### Set exercise
Edit the rows below so that every "crop scouting" reads "field inspection", with nothing else changed.

────────

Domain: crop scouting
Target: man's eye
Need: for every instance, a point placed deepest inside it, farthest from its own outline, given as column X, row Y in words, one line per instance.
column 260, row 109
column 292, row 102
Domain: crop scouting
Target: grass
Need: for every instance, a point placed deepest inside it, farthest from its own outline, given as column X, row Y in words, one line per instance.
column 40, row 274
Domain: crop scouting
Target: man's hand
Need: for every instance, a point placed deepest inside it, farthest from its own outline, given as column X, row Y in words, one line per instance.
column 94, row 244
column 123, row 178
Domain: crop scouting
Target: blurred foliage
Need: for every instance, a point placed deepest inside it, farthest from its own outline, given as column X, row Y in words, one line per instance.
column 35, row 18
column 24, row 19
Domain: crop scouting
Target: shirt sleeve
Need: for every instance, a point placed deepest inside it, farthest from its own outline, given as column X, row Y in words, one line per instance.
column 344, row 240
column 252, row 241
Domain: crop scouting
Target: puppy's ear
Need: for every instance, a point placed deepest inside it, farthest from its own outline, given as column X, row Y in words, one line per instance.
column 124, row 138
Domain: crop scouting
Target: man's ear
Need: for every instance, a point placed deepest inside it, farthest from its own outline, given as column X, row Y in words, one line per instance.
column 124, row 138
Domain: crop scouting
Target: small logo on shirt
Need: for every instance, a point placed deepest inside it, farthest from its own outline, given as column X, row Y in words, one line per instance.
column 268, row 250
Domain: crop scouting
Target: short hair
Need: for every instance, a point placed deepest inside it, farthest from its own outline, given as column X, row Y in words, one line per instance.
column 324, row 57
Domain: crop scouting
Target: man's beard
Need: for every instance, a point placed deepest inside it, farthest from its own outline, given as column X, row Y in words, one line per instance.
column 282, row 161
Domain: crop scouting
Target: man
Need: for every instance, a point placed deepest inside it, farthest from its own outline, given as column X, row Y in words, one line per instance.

────────

### Exercise response
Domain: field inspection
Target: man's eye
Need: for every instance, a point placed deepest inside it, farthest from its own outline, given as column X, row Y in words, one line per instance.
column 260, row 109
column 292, row 102
Domain: field inspection
Target: grass
Need: for every instance, a point placed deepest inside it, farthest from its own outline, given as column X, row Y in words, one line per instance.
column 40, row 274
Domain: field inspection
Target: man's hand
Need: for every instance, a point placed deepest inside it, farthest from its own outline, given as column X, row Y in words, one line per instance.
column 94, row 244
column 123, row 178
Domain: field inspection
Target: blurred foliage
Need: for every instance, a point placed deepest inside it, farthest from its own outline, given as column X, row Y in words, one line per instance.
column 35, row 18
column 24, row 19
Domain: field inspection
Target: shirt sleeve
Need: for every instance, a point placed deepest inside it, farthest from its own outline, given as column X, row Y in words, one line per instance.
column 344, row 240
column 252, row 241
Domain: field inspection
Target: puppy's ear
Need: for every instance, a point placed deepest inside it, farthest from its own outline, given as column X, row Y in words, one line per instance.
column 124, row 138
Domain: field inspection
Target: man's ear
Need: for every instance, a point placed deepest inside it, farthest from its own outline, given as column X, row Y in words, one line per instance.
column 124, row 138
Domain: field inspection
Target: small logo on shirt
Need: for every instance, a point placed deepest inside it, farthest from its own outline, given as column X, row Y in words, one line per instance.
column 268, row 250
Domain: field inspection
Target: short hair
Need: for every instance, a point placed deepest inside it, farthest from its own outline, given as column X, row Y in words, one line per instance.
column 324, row 57
Domain: field inspection
Target: man's beard
Need: for every instance, a point placed deepest inside it, farthest from its own outline, given as column X, row Y in words, one line per instance.
column 282, row 161
Domain: field inspection
Target: man
Need: for every instance, a point placed deepest inside it, farthest from its own outline, given as column X, row Y in words, one line per instance.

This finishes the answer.